— YOUR INSTRUCTIONS —
Transcribe the full listing so that each line reads as it does in the original.

——

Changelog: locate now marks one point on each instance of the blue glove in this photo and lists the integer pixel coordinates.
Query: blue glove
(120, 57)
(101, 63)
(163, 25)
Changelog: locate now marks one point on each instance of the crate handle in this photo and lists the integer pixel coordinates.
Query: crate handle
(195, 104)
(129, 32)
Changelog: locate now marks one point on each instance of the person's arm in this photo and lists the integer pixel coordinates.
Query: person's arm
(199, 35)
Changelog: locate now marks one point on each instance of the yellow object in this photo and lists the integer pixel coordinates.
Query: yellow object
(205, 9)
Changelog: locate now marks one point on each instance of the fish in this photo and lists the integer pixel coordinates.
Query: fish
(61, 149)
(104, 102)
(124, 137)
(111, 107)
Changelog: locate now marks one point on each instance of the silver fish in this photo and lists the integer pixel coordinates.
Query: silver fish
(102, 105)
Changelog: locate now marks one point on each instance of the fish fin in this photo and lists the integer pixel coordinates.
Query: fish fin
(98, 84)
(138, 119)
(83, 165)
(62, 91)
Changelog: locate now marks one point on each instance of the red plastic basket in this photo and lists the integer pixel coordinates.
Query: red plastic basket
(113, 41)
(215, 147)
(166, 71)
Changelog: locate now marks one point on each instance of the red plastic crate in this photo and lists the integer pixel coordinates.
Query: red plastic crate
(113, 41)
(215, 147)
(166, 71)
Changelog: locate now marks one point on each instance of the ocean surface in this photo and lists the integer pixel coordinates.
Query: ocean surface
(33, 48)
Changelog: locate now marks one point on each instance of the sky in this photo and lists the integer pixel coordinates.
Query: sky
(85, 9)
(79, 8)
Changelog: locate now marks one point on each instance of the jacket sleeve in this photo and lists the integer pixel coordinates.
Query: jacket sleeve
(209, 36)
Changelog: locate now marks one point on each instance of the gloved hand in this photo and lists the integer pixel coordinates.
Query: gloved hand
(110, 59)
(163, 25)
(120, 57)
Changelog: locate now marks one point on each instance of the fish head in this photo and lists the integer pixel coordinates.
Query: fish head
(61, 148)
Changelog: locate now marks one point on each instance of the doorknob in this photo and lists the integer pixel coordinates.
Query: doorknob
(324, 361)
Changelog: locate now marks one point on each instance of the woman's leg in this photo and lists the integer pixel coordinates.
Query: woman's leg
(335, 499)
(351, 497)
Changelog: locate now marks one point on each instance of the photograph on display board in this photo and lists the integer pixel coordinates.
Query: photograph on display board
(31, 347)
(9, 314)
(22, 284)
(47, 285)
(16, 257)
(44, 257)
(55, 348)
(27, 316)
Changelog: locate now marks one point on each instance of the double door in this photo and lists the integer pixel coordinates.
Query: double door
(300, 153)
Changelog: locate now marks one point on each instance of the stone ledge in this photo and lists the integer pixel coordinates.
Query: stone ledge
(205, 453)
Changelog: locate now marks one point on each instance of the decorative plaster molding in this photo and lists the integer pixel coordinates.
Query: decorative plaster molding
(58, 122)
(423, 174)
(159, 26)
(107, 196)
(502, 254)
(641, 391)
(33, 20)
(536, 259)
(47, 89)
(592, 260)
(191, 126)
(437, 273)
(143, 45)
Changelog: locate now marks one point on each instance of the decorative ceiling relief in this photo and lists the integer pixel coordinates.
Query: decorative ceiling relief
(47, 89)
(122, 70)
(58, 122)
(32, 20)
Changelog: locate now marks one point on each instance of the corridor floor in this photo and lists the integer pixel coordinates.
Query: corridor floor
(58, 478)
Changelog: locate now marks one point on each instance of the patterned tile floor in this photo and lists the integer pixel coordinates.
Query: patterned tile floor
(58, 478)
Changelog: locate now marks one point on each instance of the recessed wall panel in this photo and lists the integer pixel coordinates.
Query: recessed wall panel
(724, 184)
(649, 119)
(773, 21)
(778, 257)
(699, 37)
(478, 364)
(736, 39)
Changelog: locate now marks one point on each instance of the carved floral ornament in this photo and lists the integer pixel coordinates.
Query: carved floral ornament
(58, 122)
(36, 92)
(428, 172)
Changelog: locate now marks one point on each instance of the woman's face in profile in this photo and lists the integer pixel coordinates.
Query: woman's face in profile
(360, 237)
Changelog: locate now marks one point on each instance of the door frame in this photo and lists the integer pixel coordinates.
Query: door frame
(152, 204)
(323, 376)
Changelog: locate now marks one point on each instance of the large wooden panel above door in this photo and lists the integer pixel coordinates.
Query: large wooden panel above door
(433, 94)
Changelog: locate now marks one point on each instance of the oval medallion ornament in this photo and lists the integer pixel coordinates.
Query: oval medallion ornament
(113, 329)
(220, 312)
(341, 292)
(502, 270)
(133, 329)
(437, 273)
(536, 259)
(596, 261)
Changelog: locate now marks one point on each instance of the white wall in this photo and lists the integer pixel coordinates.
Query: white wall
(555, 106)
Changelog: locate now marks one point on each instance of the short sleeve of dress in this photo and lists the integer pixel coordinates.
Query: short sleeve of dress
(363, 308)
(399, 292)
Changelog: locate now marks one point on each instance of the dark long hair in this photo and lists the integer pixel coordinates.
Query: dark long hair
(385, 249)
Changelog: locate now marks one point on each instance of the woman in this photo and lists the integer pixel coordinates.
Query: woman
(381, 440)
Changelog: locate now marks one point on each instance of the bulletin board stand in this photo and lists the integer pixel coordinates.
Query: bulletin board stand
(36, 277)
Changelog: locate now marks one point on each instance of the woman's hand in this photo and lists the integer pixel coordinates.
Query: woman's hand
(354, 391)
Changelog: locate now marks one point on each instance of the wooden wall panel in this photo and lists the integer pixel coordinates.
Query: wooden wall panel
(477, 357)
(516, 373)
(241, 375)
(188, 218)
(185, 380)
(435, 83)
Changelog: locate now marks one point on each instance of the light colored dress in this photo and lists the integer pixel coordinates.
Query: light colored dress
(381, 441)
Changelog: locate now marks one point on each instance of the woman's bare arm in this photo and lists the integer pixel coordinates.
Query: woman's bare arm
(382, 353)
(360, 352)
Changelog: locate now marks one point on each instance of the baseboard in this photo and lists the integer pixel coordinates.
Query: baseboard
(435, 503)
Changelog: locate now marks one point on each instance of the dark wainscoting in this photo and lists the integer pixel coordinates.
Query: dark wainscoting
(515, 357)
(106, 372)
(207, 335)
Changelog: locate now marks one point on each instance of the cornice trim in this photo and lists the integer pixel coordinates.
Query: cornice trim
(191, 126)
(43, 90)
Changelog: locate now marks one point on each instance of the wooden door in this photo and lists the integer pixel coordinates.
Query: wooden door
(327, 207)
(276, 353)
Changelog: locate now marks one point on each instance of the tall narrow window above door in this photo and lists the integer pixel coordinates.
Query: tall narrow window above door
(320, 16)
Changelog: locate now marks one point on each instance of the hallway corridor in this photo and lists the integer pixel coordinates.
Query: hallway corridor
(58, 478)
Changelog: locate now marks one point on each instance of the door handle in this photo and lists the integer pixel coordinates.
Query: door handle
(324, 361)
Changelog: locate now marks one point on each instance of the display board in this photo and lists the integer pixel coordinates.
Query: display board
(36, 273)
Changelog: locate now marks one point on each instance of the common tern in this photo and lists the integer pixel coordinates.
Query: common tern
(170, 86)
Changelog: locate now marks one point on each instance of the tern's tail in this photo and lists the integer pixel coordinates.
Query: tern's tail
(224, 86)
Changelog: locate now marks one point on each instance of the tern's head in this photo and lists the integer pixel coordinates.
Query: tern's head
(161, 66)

——

— RESPONSE BELOW —
Changelog: locate now marks one point on each instance of the blue glove in this photo and lists the integer pixel coordinates.
Query: blue glove
(120, 57)
(101, 63)
(163, 25)
Changelog: locate now marks one point on each instance of the crate handle in this photo and lists the integer pixel coordinates.
Query: crate handle
(195, 104)
(129, 32)
Changelog: locate now marks one point on each instance of the person's arm in this photo and lists the integer pixel coordinates.
Query: person's arm
(199, 35)
Changelog: locate now marks one point on each instance of the yellow object in this photo and lists the integer pixel coordinates.
Query: yellow object
(205, 9)
Changelog: locate now marks one point on each instance of the fish in this photo and lists the integer pixel coordinates.
Query: fish
(61, 149)
(104, 102)
(124, 137)
(111, 107)
Changelog: locate now marks one point on each instance of the silver fish in this photo and lists the integer pixel coordinates.
Query: silver fish
(102, 105)
Changelog: locate now marks one point on each instance of the fish fin in this photo and lists the integer pixel coordinates.
Query: fish fin
(98, 84)
(138, 119)
(83, 165)
(62, 91)
Changelog: locate now marks one point on each instance of the red plastic basket in this photo and lists the integer pixel coordinates.
Query: red plastic basket
(113, 41)
(215, 147)
(166, 71)
Changelog: locate now marks one point on each instance of the red plastic crate in this photo and lists the integer pixel coordinates.
Query: red plastic crate
(113, 41)
(215, 147)
(166, 71)
Changelog: locate now marks one point on each instance of the ocean surface in this photo and lists the integer pixel coordinates.
Query: ocean surface
(33, 48)
Changelog: locate now marks one point on each instance of the sky in this photo and lists the integer pixel coordinates.
Query: sky
(85, 9)
(79, 8)
Changelog: locate now marks one point on each instance of the jacket sleeve in this photo and lists the integer pixel coordinates.
Query: jacket sleeve
(209, 36)
Changelog: locate now marks one point on each instance of the gloved hand in this photo and lists the integer pixel coordinates.
Query: gloved hand
(110, 59)
(163, 25)
(120, 57)
Changelog: locate now marks one point on each instance of the fish head in this photo and lists the integer pixel coordinates.
Query: fish head
(61, 148)
Changelog: locate now marks one point on each instance of the doorknob in this photo and lists the integer pixel coordinates.
Query: doorknob
(324, 361)
Changelog: locate now marks one point on each instance of the woman's leg in this photo and lists the integer pixel coordinates.
Query: woman's leg
(335, 499)
(351, 497)
Changelog: locate now marks one point on each instance of the photograph on display board in this photo and lists the integer pixel coordinates.
Query: photograph on display board
(31, 347)
(9, 314)
(22, 284)
(47, 285)
(16, 257)
(44, 257)
(55, 348)
(27, 316)
Changelog: locate now marks one point on each instance of the double door in this photo and lists the integer pixel coordinates.
Query: double door
(300, 153)
Changelog: locate now marks one point on each instance of the stone ledge in this photo and lists the integer pixel coordinates.
Query: stone ledge
(205, 453)
Changelog: locate now marks one point on each instance of the decorative plaster molding in this photo and lists the integer pixel coordinates.
Query: decorative plaster molding
(58, 122)
(423, 174)
(159, 26)
(107, 196)
(502, 254)
(641, 391)
(33, 20)
(536, 259)
(47, 89)
(592, 260)
(191, 126)
(437, 273)
(143, 45)
Changelog: locate now marks one point on each instance of the decorative ceiling relief in this photo and lists the integer pixel coordinates.
Query: decorative ceiling relief
(47, 89)
(122, 70)
(58, 122)
(32, 20)
Changelog: locate now marks one point on each instance of the corridor floor in this photo and lists the integer pixel coordinates.
Query: corridor floor
(58, 478)
Changelog: locate now marks one point on each instance of the patterned tile floor in this photo and lists the integer pixel coordinates.
Query: patterned tile floor
(58, 478)
Changelog: locate now marks one point on each instance of the recessed wall panel in this photo and lists the integer pixel coordinates.
Query: recessed wall panel
(724, 184)
(649, 119)
(773, 21)
(778, 257)
(699, 37)
(478, 364)
(736, 39)
Changelog: locate now marks one point on each instance of the carved floral ornament in this photo and lists the integer pixel coordinates.
Query: carved floral ornament
(58, 122)
(36, 92)
(428, 172)
Changelog: locate now marks one point on each instance of the woman's face in profile in this photo and lists the integer pixel coordinates.
Query: woman's face in profile
(360, 237)
Changelog: locate now marks one point on each instance of the door frame in this photo and lists the integer pixel coordinates.
Query: door frame
(152, 204)
(323, 376)
Changelog: locate now marks one point on each instance of the large wooden panel above door in this photo and lists the integer pixel coordinates.
Query: large wooden panel above door
(433, 94)
Changelog: locate now marks one point on each instance of the oval medallion ornament in this photo and lists the integer pixel coordinates.
Query: oval medallion ornament
(113, 329)
(220, 312)
(341, 292)
(502, 270)
(133, 329)
(437, 273)
(536, 259)
(596, 261)
Changelog: locate now marks one point on each instance of the white wall in this photo and lists the integer pixel coordinates.
Query: white wall
(555, 106)
Changelog: locate now marks one point on each instance of the short sleeve of dress in this photo and lists the integer pixel coordinates.
Query: short sleeve of dress
(363, 308)
(399, 292)
Changelog: locate now marks one point on each instance of the dark long hair in this photo and lists the integer pixel coordinates.
Query: dark long hair
(385, 249)
Changelog: locate now marks one point on each instance of the woman in this photo and lists the integer pixel coordinates.
Query: woman
(381, 440)
Changelog: locate now marks one point on each instance of the bulletin board stand in this photo and lists the integer pixel coordinates.
Query: bulletin board stand
(36, 277)
Changelog: locate now marks one point on each instance of the woman's hand in this photo and lists the integer pixel coordinates.
Query: woman's hand
(354, 391)
Changelog: locate now marks one point on each instance of the wooden wall panel in this photo and lists the integer pixel coordinates.
Query: wooden wall panel
(477, 357)
(516, 373)
(241, 375)
(188, 218)
(185, 380)
(435, 83)
Changelog: locate now marks one point on each instance of the light colored dress in this photo and lists the integer pixel coordinates.
Query: light colored dress
(381, 441)
Changelog: locate now marks one point on each instance of the woman's bare arm in this photo and lists the integer pixel coordinates.
Query: woman's bare arm
(382, 353)
(360, 352)
Changelog: locate now marks one point on each instance of the baseboard in this photo and lists the integer pixel coordinates.
Query: baseboard
(435, 503)
Changelog: locate now marks one point on each instance of the dark wainscoting in this photo and lists the integer pixel coordinates.
Query: dark wainscoting
(515, 357)
(106, 372)
(207, 335)
Changelog: locate now marks one point on each instance of the cornice trim in this photo and lists the integer pixel coordinates.
Query: cornice trim
(191, 126)
(43, 90)
Changelog: locate now marks one point on each instance of the wooden door in this photo and lists the integer pixel coordinates.
Query: wooden door
(327, 207)
(276, 353)
Changelog: locate now marks one point on each instance of the tall narrow window above door in this photo and lists the integer pixel coordinates.
Query: tall narrow window above door
(320, 16)
Changelog: locate now marks one point on each instance of the hallway corridor in this photo and lists the integer pixel coordinates.
Query: hallway corridor
(58, 478)
Changelog: locate now marks one point on each instance of the door handle in this photo and lists the integer pixel coordinates.
Query: door handle
(324, 361)
Changelog: locate now marks one point on each instance of the display board in this photo and lists the integer pixel coordinates.
Query: display board
(36, 273)
Changelog: locate now marks one point on each instance of the common tern in this photo and lists the integer pixel coordinates.
Query: common tern
(170, 86)
Changelog: locate now marks one point on each instance of the tern's tail in this photo and lists the integer pixel coordinates.
Query: tern's tail
(224, 86)
Changelog: locate now marks one point on each instance of the tern's head in this photo and lists the integer pixel coordinates.
Query: tern's head
(161, 66)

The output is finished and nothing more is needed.